-- start Entries supplied --

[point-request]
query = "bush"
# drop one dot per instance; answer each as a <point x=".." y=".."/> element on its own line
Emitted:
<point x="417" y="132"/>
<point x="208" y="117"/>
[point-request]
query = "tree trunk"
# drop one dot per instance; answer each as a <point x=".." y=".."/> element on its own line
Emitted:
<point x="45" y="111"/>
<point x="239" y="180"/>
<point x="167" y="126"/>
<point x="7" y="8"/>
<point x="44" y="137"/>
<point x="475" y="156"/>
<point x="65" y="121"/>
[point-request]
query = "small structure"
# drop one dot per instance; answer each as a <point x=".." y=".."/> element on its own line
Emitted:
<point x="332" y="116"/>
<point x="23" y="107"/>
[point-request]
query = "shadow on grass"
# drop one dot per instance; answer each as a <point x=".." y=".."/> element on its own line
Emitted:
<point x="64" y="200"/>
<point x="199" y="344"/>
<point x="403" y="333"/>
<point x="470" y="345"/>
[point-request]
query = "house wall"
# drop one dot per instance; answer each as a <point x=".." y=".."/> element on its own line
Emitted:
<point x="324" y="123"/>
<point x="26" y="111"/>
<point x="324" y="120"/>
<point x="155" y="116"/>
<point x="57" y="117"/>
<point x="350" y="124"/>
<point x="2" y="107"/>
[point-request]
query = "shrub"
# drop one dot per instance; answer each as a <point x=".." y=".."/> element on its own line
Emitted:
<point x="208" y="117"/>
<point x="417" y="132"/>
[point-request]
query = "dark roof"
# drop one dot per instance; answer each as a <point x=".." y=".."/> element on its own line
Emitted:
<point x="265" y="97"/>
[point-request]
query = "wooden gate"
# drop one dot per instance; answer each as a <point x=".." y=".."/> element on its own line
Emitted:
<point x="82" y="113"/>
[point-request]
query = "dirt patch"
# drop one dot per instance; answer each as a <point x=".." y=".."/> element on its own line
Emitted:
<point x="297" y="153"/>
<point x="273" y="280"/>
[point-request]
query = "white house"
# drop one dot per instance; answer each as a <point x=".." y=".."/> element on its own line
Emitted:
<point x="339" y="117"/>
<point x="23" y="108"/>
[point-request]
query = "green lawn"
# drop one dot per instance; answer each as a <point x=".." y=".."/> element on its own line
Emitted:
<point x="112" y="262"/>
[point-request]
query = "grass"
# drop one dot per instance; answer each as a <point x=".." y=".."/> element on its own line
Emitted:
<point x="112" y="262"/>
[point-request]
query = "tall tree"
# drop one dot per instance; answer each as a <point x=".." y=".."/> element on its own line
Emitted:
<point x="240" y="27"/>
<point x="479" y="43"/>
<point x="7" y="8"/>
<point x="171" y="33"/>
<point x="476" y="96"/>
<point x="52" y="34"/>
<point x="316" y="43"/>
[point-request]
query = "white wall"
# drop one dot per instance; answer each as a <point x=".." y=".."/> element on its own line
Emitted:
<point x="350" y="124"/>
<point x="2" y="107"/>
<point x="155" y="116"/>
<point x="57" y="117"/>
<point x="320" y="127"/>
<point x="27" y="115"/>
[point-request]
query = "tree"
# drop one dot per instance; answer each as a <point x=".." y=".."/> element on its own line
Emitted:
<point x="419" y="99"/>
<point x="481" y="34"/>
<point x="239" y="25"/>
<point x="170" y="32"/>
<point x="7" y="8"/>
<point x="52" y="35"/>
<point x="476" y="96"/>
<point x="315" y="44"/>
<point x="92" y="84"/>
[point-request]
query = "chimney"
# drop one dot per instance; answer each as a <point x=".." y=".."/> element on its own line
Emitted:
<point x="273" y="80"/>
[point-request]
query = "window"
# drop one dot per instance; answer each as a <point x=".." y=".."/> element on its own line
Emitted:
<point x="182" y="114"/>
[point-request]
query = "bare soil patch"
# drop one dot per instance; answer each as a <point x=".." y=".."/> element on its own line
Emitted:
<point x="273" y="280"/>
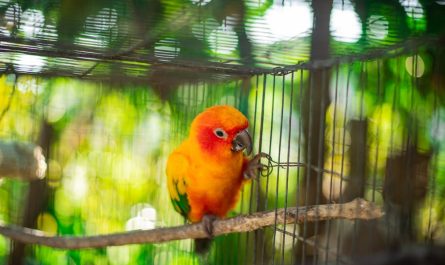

-- end Entries supplied --

Aim of the task: Which lines above contain the string "patch", matching case exactly? Copy each of those lines and leave out the rest.

Answer to this problem:
query = "dirt patch"
query = "bare soil patch"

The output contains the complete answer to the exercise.